# START OF Given records
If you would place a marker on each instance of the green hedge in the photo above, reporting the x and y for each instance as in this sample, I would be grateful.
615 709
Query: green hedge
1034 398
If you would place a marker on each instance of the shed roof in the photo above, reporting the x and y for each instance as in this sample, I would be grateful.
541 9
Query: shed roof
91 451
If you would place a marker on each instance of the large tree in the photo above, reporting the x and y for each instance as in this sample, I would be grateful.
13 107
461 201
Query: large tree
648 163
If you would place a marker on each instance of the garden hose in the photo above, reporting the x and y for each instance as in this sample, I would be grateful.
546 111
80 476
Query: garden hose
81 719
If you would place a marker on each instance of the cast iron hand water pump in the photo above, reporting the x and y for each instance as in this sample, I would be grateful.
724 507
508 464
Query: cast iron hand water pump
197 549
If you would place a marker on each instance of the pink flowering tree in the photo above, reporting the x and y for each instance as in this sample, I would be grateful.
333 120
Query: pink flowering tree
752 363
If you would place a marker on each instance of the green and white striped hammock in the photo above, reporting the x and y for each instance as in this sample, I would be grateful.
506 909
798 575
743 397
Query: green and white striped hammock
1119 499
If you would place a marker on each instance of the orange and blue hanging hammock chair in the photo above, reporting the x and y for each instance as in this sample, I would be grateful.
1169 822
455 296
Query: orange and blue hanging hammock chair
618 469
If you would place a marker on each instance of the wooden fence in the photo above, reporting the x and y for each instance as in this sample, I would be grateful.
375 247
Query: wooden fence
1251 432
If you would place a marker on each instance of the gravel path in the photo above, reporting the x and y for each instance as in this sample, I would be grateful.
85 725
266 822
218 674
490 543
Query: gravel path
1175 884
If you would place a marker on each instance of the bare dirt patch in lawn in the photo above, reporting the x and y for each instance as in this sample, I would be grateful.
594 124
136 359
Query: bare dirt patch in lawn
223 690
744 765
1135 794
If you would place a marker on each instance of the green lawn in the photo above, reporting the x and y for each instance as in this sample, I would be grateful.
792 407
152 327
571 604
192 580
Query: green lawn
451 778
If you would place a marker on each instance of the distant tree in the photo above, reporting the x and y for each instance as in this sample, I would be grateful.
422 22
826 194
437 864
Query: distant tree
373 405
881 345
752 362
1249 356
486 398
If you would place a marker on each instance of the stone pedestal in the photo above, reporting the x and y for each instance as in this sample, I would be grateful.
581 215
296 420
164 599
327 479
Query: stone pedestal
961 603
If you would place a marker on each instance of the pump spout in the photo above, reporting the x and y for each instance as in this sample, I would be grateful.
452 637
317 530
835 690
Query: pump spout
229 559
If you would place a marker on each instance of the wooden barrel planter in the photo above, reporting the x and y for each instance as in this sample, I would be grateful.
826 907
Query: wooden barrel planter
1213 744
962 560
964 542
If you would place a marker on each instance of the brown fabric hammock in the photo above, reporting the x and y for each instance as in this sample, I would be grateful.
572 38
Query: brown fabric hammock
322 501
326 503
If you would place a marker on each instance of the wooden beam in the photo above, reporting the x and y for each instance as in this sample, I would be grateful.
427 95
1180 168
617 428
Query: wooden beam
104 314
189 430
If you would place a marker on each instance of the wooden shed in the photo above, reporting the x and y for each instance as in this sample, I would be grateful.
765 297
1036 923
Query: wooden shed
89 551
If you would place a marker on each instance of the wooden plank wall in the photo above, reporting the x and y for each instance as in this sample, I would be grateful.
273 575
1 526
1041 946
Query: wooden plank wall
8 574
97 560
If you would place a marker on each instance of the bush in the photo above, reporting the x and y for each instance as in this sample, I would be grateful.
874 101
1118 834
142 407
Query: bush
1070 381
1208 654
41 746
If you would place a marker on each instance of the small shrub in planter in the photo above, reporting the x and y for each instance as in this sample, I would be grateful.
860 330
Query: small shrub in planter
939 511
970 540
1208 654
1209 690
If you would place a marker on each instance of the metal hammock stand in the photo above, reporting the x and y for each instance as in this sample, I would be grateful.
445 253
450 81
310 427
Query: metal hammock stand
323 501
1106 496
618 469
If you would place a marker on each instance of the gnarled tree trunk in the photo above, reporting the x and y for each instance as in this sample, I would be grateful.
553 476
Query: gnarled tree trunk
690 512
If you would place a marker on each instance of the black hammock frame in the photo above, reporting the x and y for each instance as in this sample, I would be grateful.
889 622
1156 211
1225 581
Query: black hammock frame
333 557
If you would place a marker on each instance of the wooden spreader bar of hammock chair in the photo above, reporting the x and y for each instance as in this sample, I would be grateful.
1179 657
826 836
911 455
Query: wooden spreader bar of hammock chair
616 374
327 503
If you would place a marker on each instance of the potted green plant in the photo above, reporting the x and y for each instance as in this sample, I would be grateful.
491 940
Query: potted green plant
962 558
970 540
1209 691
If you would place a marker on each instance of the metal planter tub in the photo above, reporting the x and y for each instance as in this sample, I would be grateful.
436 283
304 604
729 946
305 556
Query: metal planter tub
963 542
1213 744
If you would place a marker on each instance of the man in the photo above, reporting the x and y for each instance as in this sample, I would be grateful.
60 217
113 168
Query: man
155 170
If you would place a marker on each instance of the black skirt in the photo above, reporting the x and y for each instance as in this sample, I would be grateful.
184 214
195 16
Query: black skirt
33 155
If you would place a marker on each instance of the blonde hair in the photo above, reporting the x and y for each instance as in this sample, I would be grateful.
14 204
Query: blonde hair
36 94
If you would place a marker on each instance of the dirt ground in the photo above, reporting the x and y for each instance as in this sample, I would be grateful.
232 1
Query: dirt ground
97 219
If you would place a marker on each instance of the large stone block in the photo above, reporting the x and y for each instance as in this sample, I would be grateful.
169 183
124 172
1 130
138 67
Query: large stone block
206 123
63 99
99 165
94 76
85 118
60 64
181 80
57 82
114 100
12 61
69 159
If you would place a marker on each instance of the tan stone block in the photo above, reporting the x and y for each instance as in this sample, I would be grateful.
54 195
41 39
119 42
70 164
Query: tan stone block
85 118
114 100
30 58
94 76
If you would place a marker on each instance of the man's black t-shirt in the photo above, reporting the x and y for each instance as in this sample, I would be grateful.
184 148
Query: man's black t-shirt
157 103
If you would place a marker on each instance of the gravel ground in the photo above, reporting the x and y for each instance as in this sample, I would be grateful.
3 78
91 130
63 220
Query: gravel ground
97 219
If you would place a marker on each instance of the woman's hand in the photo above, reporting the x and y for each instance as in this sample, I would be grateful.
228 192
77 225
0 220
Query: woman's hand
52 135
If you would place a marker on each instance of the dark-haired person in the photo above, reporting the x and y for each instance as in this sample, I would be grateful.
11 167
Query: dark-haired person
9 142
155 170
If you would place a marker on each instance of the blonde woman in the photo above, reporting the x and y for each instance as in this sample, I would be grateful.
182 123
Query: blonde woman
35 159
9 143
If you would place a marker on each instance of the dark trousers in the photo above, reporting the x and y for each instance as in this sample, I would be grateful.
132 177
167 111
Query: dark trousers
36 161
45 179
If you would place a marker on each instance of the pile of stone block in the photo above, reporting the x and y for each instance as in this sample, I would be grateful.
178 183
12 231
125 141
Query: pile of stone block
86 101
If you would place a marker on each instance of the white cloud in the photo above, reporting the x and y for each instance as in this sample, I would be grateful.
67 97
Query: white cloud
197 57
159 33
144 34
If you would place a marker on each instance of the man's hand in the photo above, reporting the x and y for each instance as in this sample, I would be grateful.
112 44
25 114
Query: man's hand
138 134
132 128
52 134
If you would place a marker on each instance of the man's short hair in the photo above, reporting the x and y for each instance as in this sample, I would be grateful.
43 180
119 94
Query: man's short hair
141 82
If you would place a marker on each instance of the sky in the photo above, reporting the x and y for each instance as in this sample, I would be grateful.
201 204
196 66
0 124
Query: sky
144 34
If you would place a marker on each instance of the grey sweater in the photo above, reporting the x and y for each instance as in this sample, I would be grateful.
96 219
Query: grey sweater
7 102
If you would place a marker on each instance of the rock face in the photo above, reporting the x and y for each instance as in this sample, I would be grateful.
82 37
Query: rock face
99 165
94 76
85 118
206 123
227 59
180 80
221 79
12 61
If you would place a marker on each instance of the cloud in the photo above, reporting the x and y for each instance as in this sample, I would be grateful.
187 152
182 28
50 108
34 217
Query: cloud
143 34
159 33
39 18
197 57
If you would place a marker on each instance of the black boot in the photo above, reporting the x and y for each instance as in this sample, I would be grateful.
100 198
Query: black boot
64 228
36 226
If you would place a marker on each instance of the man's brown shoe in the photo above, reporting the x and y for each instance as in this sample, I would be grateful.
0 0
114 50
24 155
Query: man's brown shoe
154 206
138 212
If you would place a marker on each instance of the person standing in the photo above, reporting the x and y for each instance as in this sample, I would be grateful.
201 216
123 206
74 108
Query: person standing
# END OF Given records
Repeat exactly the lines above from the line that contains "of the cloud" through the end. Include both of these ends; leave out everything else.

If you would place a marker on each instance of the cloud in the photo above, reporting the x and y for each instance as in this sample, I would be grateful.
187 152
182 28
50 108
34 217
Query: cloud
143 34
159 33
39 18
197 57
If you would place a marker on each instance of the black boot in the photo above, reporting the x and y for each instance as in this sample, I would be grateful.
100 198
Query: black boot
64 228
36 226
If you would place a marker on each instance of the man's brown shoe in the photo above, reporting the x and y for each instance as in this sample, I would be grateful.
0 0
114 50
24 155
Query: man's brown shoe
154 206
138 212
If you would place a marker on each instance of the person standing in the photo above, reporting the x and y for each instance as in this sample, I would be grateful.
201 216
123 206
74 108
Query: person standing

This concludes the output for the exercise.